Pointing and labeling entries:
++++

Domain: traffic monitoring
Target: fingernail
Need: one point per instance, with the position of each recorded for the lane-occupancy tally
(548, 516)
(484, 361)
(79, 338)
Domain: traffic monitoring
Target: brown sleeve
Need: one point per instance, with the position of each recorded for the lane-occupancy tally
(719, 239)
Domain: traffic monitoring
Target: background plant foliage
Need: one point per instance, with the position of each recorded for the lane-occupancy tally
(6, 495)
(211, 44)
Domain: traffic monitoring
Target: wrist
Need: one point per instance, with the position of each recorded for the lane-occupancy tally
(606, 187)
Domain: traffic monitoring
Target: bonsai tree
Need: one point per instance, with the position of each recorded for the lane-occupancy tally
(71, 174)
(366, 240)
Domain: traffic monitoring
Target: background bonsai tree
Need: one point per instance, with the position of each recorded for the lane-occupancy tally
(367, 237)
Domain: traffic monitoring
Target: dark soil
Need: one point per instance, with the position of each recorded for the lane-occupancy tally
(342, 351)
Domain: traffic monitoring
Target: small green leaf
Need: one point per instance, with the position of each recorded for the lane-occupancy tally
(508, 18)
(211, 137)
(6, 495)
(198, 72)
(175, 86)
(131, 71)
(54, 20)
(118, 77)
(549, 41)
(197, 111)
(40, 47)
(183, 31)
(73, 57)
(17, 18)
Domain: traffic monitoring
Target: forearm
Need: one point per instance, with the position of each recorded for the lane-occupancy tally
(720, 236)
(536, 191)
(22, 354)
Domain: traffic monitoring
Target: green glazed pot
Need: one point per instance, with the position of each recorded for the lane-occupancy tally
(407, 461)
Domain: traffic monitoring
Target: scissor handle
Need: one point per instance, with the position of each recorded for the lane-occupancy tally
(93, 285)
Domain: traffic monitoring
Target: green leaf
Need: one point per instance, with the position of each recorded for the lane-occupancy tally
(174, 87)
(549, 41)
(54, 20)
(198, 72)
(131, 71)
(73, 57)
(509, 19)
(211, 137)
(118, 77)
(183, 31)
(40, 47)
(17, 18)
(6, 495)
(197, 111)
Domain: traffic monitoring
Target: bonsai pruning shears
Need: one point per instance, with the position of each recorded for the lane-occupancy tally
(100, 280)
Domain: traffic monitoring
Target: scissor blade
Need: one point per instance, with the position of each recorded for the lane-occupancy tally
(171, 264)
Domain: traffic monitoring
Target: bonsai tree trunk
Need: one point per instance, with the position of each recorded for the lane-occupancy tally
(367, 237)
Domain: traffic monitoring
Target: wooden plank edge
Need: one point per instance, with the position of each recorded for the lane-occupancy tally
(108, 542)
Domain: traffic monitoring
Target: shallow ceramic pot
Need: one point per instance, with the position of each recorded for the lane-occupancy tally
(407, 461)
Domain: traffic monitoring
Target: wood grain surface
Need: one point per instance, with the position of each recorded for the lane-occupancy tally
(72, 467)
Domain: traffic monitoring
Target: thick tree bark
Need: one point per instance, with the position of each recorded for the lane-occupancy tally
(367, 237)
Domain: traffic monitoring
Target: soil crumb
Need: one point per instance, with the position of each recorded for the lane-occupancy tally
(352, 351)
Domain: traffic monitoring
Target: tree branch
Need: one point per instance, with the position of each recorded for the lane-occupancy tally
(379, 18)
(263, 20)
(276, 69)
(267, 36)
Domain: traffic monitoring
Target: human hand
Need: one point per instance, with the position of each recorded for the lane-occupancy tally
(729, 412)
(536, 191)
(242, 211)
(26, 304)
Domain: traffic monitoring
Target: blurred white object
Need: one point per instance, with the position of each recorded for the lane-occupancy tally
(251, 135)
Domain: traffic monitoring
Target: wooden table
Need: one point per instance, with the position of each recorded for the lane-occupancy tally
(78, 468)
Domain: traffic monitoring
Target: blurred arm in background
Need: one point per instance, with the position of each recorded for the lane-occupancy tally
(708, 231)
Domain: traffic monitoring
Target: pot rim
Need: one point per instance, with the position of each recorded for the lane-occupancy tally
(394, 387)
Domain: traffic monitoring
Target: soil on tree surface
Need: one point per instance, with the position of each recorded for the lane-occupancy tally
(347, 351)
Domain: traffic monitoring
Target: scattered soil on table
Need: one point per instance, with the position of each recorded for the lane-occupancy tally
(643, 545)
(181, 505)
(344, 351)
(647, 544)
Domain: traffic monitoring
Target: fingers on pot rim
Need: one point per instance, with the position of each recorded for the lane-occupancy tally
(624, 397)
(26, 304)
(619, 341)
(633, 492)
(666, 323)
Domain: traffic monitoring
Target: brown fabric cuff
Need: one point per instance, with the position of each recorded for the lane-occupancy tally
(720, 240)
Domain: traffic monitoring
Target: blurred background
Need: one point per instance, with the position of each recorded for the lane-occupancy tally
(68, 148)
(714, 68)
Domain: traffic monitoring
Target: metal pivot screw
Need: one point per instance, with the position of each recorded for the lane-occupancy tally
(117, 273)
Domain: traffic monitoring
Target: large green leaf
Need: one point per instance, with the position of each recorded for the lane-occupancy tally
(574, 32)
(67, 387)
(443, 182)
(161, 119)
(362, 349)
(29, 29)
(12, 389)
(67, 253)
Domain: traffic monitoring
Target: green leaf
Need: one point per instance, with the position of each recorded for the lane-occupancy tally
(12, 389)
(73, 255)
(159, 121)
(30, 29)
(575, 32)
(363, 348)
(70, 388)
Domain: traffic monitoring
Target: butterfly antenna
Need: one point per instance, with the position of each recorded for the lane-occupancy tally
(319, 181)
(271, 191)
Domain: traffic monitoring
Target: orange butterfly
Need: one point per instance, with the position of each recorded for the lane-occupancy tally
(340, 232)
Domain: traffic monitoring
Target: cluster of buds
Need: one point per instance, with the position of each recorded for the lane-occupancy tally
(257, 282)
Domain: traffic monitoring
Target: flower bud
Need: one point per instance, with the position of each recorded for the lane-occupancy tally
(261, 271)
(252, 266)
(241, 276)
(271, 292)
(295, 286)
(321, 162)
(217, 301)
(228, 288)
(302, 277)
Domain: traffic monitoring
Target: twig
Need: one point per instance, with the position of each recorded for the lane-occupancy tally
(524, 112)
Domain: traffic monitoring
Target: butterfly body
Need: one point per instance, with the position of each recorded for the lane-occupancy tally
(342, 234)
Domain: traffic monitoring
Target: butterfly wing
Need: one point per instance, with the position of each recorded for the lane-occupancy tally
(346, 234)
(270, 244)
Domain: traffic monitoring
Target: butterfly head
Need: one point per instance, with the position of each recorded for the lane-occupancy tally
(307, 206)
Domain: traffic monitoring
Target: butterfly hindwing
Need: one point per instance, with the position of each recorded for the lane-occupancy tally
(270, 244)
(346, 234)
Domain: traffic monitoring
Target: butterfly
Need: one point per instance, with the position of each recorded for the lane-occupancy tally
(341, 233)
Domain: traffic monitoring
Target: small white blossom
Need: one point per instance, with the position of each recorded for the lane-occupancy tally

++++

OBJECTIVE – Quote all of the entries verbatim.

TASK OUTPUT –
Domain: traffic monitoring
Target: fingernail
Need: one point per instance, with the position of each recorded for the lane-occupancy tally
(548, 516)
(484, 361)
(79, 338)
Domain: traffic monitoring
Target: brown sleeve
Need: one point per instance, with the position of each recorded for the lane-occupancy tally
(719, 239)
Domain: traffic monitoring
Target: background plant foliage
Need: one point per instance, with the position of each recorded for the lane-occupancy tally
(6, 495)
(211, 44)
Domain: traffic monitoring
Target: wrist
Need: one point per instance, with the position of each recorded for the lane-occupancy tally
(606, 187)
Domain: traffic monitoring
Target: bonsai tree
Need: one point per instance, with the position of each recorded for the lane-occupancy tally
(71, 174)
(366, 240)
Domain: traffic monitoring
Target: background bonsai tree
Need: one point per instance, with the position of each recorded for the lane-occupancy tally
(367, 237)
Domain: traffic monitoring
Target: dark soil
Need: one point per instance, with the position of each recorded for the lane-occupancy tally
(342, 351)
Domain: traffic monitoring
Target: small green leaf
Need: one point per instance, with the position of each recorded for the lane-occupancy tally
(508, 18)
(211, 137)
(6, 495)
(198, 72)
(175, 86)
(131, 71)
(54, 20)
(118, 77)
(549, 41)
(197, 111)
(40, 47)
(183, 31)
(73, 57)
(17, 18)
Domain: traffic monitoring
Target: forearm
Need: one point per instance, with the position of each recorded for the lane-occupancy tally
(720, 236)
(536, 191)
(22, 354)
Domain: traffic monitoring
Target: green glazed pot
Need: one point per instance, with the position of each recorded for the lane-occupancy tally
(407, 461)
Domain: traffic monitoring
Target: scissor handle
Need: one point per instance, with the position of each recorded for the lane-occupancy tally
(93, 285)
Domain: traffic monitoring
Target: green leaf
Need: one point per instance, with the position of each recorded for the lane-occupancy tally
(174, 87)
(549, 41)
(54, 20)
(198, 72)
(131, 71)
(73, 57)
(509, 19)
(211, 137)
(118, 77)
(183, 31)
(40, 47)
(17, 18)
(6, 495)
(197, 111)
Domain: traffic monitoring
Target: bonsai pruning shears
Need: one point per instance, with the position of each recorded for the lane-occupancy tally
(100, 280)
Domain: traffic monitoring
Target: scissor blade
Need: one point per instance, with the position of each recorded for the lane-occupancy tally
(171, 264)
Domain: traffic monitoring
Target: bonsai tree trunk
Need: one point per instance, with the position of each recorded for the lane-occupancy tally
(367, 237)
Domain: traffic monitoring
Target: wooden plank edge
Need: one point per instance, with the position of each recorded for the lane-occupancy tally
(108, 542)
Domain: traffic monitoring
Target: shallow ceramic pot
Need: one point per instance, with the position of each recorded for the lane-occupancy tally
(407, 461)
Domain: traffic monitoring
Target: wood grain surface
Need: one point per instance, with the position of each recorded for the lane-occupancy tally
(72, 467)
Domain: traffic monitoring
Target: thick tree bark
Need: one point per instance, with the position of each recorded for the lane-occupancy tally
(367, 237)
Domain: traffic monitoring
Target: soil crumb
Need: one point per instance, with the position of each recorded for the lane-occupancy tally
(352, 351)
Domain: traffic monitoring
Target: tree branch
Need: one point per instance, with the position of each recorded for the lane-occupancy tally
(379, 18)
(263, 20)
(276, 69)
(267, 36)
Domain: traffic monitoring
Target: human hand
Need: one point per instance, with the position of each recorded for the lane-occupancy tally
(729, 412)
(536, 191)
(242, 211)
(26, 304)
Domain: traffic monitoring
Target: blurred white object
Need: one point per instance, with the position of each recorded for the lane-occupancy tally
(251, 135)
Domain: traffic monitoring
Target: wooden table
Need: one point per instance, with the position of each recorded for the lane-occupancy tally
(78, 468)
Domain: traffic monitoring
Target: blurred arm in background
Need: one point per instance, with the position of each recorded for the lane-occupancy tally
(708, 231)
Domain: traffic monitoring
Target: pot rim
Need: one point per instance, with the position of each recorded for the lane-occupancy tally
(394, 387)
Domain: traffic monitoring
Target: soil on tree surface
Need: one point per instance, with the position of each recorded for the lane-occupancy tally
(347, 351)
Domain: traffic monitoring
Target: scattered soil on table
Need: one point per instance, with the position of each recorded for the lane-occupancy tally
(643, 545)
(181, 505)
(344, 351)
(647, 544)
Domain: traffic monitoring
Target: fingers on pot rim
Need: one point per instance, with the position of each recorded for the lane-occupancy tally
(624, 397)
(26, 304)
(619, 341)
(633, 492)
(666, 323)
Domain: traffic monitoring
Target: brown fabric cuff
Need: one point per instance, with the position of each recorded for the lane-occupancy tally
(720, 240)
Domain: traffic monitoring
Target: blurred background
Need: one point per instance, with the position of each recorded for the lane-occupancy tally
(68, 148)
(714, 68)
Domain: traffic monitoring
Target: metal pivot screw
Need: one point per instance, with the position of each recorded for the lane-occupancy tally
(117, 273)
Domain: traffic monitoring
Target: large green leaf
Need: one point per instance, with the position of each recorded for the lane-occupancy tally
(574, 32)
(67, 387)
(443, 182)
(161, 119)
(362, 349)
(29, 29)
(12, 389)
(67, 253)
Domain: traffic monitoring
Target: green leaf
Need: one point per instance, with the position of each recorded for the lane-occupancy tally
(12, 389)
(73, 255)
(159, 121)
(30, 29)
(575, 32)
(363, 348)
(70, 388)
Domain: traffic monitoring
Target: butterfly antenna
Need: one point per instance, with the position of each recorded for the lane-occupancy tally
(319, 181)
(271, 191)
Domain: traffic monitoring
Target: orange butterfly
Need: one point per instance, with the position of each recorded for the lane-occupancy tally
(340, 232)
Domain: traffic monitoring
Target: cluster of buds
Need: one point per instance, with the position of each recorded for the lane-occupancy tally
(257, 282)
Domain: traffic monitoring
Target: flower bud
Need: one point per instance, with the position of each recorded for the lane-occupancy tally
(261, 271)
(252, 266)
(241, 276)
(271, 292)
(295, 286)
(321, 162)
(217, 301)
(228, 288)
(302, 277)
Domain: traffic monitoring
Target: twig
Need: one point per instance, with the position of each recorded for the lane-occupancy tally
(524, 112)
Domain: traffic monitoring
Target: butterfly body
Need: one point per instance, with the position of each recorded for the lane-occupancy tally
(342, 234)
Domain: traffic monitoring
Target: butterfly wing
Need: one point per instance, with the position of each recorded for the lane-occupancy tally
(346, 234)
(270, 244)
Domain: traffic monitoring
Target: butterfly head
Need: one point per instance, with the position of each recorded for the lane-occupancy tally
(307, 206)
Domain: traffic monitoring
Target: butterfly hindwing
Need: one point per instance, with the position of each recorded for the lane-occupancy tally
(270, 244)
(346, 234)
Domain: traffic monitoring
Target: butterfly
Need: one point per instance, with the position of each recorded for the lane-occupancy tally
(341, 233)
Domain: traffic monitoring
Target: small white blossom
Need: one point per instance, with the position of each recorded for the lane-occupancy tally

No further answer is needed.